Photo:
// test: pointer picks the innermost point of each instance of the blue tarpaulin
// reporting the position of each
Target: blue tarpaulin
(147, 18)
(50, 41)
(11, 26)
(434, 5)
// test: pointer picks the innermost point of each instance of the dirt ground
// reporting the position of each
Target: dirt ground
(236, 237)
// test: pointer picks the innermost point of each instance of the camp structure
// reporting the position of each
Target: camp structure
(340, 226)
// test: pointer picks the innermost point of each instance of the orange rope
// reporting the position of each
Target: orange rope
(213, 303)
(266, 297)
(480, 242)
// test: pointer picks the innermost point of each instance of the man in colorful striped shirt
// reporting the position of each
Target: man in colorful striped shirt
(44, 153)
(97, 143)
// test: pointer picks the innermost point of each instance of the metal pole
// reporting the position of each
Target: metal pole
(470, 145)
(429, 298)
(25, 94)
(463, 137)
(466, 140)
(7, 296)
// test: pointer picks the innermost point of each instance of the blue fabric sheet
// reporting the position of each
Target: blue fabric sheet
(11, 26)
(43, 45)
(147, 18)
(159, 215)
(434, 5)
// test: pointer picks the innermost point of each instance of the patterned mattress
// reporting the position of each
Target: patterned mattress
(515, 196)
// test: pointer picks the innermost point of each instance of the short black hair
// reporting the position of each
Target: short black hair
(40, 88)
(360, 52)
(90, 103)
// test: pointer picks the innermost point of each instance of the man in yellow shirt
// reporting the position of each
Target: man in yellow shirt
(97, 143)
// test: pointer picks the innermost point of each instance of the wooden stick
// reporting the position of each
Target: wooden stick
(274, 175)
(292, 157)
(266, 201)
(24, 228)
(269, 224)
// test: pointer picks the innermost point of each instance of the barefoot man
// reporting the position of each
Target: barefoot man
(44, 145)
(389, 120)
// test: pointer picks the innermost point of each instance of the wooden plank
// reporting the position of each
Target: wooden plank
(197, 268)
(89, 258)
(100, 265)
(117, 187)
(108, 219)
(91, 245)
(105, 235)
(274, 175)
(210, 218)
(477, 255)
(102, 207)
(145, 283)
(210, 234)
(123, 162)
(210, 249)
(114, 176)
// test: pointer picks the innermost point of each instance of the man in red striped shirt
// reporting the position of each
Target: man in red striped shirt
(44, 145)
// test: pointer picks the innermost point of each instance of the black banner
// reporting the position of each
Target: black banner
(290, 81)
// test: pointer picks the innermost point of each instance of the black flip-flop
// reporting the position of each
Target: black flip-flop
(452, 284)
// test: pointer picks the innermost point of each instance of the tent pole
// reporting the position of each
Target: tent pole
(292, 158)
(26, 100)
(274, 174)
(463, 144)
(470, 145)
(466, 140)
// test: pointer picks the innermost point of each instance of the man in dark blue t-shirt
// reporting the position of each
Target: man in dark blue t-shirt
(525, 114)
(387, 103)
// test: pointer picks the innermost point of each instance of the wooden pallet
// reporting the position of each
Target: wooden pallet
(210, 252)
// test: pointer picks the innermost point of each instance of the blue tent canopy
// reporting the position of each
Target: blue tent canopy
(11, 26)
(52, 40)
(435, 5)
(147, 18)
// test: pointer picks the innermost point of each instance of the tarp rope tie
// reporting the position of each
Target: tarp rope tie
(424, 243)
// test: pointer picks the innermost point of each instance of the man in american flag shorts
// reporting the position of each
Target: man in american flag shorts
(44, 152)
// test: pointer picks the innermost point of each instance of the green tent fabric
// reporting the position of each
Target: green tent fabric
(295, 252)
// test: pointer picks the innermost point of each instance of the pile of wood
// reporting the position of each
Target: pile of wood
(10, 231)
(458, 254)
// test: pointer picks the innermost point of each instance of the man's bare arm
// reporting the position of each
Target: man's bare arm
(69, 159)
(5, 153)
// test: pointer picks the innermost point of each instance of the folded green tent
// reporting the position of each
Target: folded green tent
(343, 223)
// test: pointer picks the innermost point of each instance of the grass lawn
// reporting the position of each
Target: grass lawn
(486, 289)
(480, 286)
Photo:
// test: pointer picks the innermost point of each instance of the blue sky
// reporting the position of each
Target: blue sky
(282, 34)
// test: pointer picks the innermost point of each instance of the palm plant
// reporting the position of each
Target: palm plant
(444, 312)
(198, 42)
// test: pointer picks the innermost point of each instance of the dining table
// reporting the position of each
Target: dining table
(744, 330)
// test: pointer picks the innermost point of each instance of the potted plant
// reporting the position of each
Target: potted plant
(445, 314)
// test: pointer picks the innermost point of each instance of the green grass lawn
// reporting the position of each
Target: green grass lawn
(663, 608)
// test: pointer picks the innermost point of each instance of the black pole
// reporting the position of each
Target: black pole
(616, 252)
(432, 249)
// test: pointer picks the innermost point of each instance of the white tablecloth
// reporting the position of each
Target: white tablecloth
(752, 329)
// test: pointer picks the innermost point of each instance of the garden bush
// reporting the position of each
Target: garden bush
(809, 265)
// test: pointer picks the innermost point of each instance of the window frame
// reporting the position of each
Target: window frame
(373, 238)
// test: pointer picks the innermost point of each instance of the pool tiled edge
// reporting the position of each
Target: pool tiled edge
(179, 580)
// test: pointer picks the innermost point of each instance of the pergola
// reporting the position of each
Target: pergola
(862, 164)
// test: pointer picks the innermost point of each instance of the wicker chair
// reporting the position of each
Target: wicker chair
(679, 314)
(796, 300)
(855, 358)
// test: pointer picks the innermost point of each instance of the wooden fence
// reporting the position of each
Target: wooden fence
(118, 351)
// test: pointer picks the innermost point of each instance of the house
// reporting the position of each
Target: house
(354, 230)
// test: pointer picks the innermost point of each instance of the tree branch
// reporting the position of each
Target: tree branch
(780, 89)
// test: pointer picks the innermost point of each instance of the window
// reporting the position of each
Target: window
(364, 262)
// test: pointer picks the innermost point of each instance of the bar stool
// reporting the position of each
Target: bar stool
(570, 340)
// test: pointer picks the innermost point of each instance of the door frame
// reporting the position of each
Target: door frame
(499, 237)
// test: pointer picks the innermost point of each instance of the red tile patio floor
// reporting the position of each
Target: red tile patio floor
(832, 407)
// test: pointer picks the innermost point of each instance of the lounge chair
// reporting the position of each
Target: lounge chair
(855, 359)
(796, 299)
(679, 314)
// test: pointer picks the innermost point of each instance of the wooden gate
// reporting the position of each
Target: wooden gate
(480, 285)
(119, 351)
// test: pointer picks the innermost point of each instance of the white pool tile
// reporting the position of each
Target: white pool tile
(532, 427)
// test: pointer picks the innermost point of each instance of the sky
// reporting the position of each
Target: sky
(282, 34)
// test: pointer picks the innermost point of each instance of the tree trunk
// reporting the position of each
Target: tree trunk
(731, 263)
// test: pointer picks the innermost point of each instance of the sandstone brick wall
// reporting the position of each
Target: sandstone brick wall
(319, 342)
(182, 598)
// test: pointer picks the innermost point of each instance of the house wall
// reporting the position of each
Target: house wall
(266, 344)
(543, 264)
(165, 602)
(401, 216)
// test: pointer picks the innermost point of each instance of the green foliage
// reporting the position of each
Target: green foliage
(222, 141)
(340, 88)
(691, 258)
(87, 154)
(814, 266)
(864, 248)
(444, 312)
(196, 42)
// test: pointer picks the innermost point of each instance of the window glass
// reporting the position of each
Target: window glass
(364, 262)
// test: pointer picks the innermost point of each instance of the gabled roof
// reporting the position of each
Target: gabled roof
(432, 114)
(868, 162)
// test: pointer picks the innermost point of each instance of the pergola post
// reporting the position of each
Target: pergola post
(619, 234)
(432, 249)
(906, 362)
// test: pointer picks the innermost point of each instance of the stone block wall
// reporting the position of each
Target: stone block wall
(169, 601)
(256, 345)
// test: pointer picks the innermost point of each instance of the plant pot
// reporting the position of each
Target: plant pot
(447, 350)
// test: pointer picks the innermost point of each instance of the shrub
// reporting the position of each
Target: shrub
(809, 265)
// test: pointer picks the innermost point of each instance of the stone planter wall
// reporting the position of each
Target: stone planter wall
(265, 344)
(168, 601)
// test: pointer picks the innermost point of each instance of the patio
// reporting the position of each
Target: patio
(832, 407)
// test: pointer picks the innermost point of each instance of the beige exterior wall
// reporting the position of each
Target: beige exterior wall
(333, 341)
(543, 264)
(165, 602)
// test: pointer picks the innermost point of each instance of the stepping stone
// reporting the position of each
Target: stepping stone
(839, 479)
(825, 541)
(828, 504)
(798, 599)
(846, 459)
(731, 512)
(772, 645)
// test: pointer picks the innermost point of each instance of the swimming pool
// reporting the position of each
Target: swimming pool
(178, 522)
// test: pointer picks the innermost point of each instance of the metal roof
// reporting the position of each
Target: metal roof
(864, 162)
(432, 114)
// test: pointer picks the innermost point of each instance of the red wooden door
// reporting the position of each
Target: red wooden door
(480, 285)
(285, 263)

◇ ◇ ◇ ◇

▶ [How to complete this task]:
Write down exactly the span of lines above from the one containing "Target: green tent fabric" to the one containing "the dining table", both ends included.

▶ [Task solution]:
Target: green tent fabric
(295, 252)
// test: pointer picks the innermost point of each instance of the pile of wood
// reporting the position of each
Target: pile of wood
(10, 231)
(458, 254)
// test: pointer picks the innermost point of each instance of the man's bare arm
// reporting the position of each
Target: man's bare arm
(69, 159)
(5, 153)
// test: pointer picks the innermost point of each instance of the folded green tent
// reporting the position of each
Target: folded green tent
(343, 223)
// test: pointer picks the innermost point of each instance of the grass lawn
// reporting the position of each
Target: grass lawn
(486, 289)
(480, 286)
Photo:
// test: pointer picks the innermost point of each instance of the blue sky
// reporting the position of each
Target: blue sky
(282, 34)
// test: pointer picks the innermost point of each instance of the palm plant
// reporting the position of each
Target: palm plant
(444, 312)
(198, 42)
// test: pointer picks the innermost point of each instance of the dining table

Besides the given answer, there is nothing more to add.